== Exercise input

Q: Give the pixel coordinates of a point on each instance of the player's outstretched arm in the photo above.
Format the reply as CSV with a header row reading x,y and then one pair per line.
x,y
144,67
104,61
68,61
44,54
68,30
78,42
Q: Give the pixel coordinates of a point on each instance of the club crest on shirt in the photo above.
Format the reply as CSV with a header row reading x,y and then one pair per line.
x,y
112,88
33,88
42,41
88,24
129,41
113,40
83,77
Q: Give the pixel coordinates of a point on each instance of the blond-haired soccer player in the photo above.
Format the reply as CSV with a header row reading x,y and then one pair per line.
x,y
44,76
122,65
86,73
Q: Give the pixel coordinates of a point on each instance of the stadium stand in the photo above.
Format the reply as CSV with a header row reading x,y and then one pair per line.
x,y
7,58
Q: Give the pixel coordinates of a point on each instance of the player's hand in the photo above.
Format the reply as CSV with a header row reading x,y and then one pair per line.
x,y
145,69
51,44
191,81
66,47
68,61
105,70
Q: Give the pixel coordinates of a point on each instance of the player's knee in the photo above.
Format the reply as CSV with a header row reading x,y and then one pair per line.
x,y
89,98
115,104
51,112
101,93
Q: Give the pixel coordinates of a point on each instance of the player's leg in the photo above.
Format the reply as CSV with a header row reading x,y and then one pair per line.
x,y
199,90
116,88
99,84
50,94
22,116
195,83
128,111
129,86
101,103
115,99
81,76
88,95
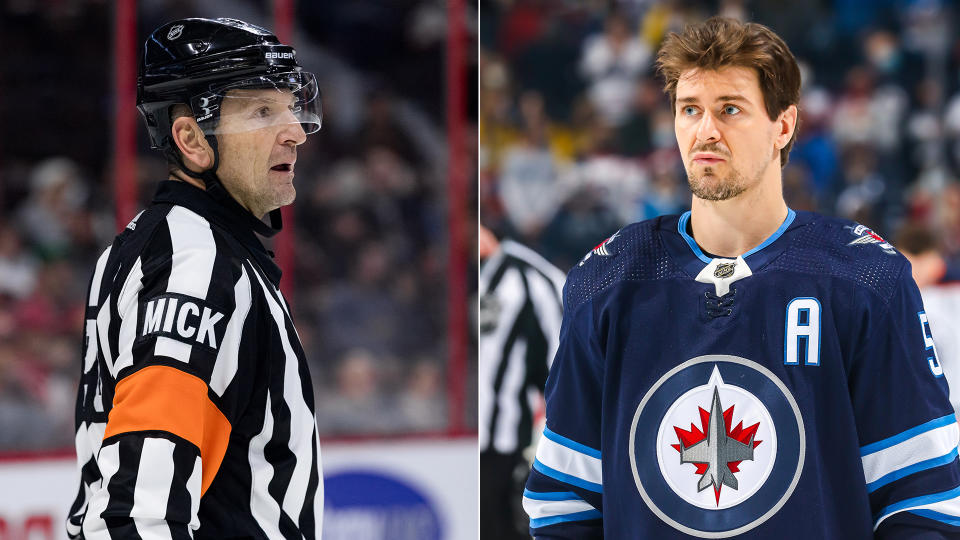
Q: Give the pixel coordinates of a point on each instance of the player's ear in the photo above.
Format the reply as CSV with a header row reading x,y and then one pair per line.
x,y
786,124
196,151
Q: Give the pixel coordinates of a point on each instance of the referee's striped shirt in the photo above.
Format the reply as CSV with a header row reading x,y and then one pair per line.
x,y
520,313
195,414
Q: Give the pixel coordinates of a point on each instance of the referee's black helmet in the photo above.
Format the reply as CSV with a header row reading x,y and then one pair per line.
x,y
196,62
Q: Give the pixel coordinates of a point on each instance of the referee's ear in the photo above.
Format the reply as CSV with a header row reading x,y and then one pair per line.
x,y
189,138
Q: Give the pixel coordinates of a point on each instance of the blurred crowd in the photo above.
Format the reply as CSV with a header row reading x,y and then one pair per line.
x,y
576,135
370,216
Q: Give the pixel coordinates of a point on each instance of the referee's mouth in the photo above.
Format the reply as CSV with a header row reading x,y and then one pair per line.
x,y
283,167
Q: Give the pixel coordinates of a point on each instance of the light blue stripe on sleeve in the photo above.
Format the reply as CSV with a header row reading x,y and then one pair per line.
x,y
577,516
907,471
569,443
938,516
551,495
569,479
917,501
910,433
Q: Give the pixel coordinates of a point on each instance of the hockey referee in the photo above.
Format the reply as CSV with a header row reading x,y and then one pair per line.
x,y
520,314
195,414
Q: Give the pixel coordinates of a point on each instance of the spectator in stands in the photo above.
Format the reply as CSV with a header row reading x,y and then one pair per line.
x,y
611,64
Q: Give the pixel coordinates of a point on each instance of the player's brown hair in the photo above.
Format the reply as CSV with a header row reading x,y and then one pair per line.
x,y
723,42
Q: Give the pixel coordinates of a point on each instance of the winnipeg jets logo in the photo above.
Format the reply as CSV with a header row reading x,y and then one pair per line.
x,y
716,450
712,458
601,248
866,236
175,32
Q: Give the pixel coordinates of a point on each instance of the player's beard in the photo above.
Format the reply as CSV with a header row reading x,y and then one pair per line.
x,y
709,187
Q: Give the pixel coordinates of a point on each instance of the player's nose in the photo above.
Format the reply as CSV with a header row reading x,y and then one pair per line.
x,y
707,128
292,133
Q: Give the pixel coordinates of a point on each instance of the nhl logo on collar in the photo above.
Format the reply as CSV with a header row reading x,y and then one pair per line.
x,y
717,446
725,270
864,235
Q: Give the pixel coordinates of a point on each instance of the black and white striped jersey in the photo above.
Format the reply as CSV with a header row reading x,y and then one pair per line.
x,y
195,413
520,313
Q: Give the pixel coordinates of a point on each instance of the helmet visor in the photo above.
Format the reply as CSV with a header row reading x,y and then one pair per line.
x,y
260,102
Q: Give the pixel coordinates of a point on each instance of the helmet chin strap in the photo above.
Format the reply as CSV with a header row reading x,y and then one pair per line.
x,y
220,194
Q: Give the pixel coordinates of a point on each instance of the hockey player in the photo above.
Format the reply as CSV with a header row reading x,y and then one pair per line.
x,y
743,369
195,411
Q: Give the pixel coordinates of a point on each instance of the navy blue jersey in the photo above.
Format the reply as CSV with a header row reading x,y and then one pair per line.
x,y
793,392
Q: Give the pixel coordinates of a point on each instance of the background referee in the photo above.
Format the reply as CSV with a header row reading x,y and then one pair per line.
x,y
520,311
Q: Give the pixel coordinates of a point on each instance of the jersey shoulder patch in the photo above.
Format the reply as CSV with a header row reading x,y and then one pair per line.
x,y
634,253
841,248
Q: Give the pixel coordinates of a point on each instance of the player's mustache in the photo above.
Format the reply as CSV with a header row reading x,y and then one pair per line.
x,y
712,148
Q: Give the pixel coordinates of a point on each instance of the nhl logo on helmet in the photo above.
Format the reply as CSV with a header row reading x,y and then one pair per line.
x,y
175,32
717,446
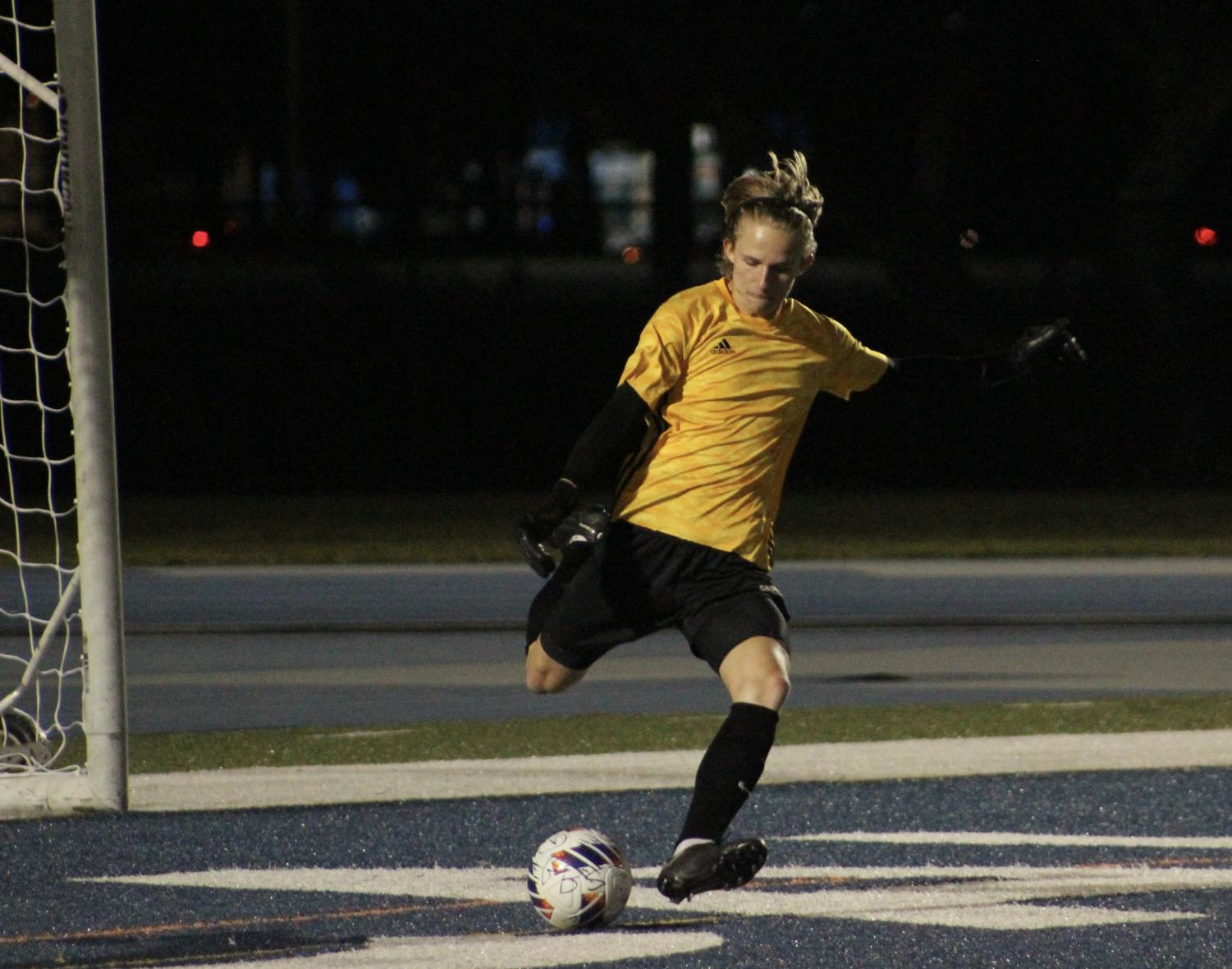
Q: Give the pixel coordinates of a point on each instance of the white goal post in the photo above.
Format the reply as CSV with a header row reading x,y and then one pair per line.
x,y
63,742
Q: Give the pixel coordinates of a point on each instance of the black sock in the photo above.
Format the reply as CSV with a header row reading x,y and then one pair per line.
x,y
730,771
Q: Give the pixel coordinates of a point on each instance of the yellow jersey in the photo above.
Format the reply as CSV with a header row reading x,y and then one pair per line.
x,y
732,393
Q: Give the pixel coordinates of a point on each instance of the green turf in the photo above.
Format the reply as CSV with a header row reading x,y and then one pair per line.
x,y
813,524
607,732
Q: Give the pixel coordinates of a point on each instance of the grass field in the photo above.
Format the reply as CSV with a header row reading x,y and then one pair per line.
x,y
477,528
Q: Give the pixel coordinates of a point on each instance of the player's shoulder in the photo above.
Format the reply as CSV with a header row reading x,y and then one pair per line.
x,y
690,310
811,324
705,297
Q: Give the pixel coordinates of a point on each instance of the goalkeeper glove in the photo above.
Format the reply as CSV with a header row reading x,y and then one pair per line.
x,y
535,528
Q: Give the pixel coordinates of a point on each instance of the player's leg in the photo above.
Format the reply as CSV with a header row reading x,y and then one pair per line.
x,y
755,672
585,610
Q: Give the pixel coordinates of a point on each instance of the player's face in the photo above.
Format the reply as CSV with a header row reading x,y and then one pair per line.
x,y
765,262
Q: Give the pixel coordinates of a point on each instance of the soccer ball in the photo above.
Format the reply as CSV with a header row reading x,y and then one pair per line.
x,y
579,879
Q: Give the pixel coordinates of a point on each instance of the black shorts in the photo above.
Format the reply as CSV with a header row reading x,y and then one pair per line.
x,y
641,581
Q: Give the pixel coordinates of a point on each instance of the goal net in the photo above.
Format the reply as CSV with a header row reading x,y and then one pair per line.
x,y
62,711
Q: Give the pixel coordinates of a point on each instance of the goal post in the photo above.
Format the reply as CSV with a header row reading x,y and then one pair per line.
x,y
63,744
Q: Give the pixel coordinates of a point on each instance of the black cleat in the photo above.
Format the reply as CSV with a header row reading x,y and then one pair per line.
x,y
710,867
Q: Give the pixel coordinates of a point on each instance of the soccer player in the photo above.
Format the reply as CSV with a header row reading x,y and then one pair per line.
x,y
696,439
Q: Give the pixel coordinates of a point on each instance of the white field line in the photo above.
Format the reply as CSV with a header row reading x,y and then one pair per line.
x,y
789,764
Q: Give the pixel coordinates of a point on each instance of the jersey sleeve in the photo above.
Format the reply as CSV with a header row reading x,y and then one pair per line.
x,y
854,368
658,361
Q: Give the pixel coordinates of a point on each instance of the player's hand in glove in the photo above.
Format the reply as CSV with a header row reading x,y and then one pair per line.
x,y
1045,347
535,528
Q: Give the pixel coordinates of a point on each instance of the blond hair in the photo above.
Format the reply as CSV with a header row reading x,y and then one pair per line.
x,y
782,195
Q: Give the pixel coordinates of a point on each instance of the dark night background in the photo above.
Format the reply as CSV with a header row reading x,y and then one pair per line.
x,y
410,284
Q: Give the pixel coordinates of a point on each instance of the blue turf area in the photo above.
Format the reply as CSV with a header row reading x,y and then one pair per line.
x,y
1134,870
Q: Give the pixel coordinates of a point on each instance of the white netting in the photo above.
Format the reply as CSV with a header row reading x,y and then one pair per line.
x,y
41,667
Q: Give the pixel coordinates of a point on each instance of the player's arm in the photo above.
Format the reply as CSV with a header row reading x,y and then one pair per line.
x,y
1039,348
614,433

====

_Work to complete:_ Output the data from the line containing "player's arm in the photo above." through the end as a numbered list, including both ends and skipping any blank lines.

_The result:_
1. Q: Give the pixel coordinates of a point on each instance of the player's arm in the photo above.
2. Format the reply as CSV with a header row reading x,y and then one pair per line.
3. x,y
4. 1039,348
5. 614,433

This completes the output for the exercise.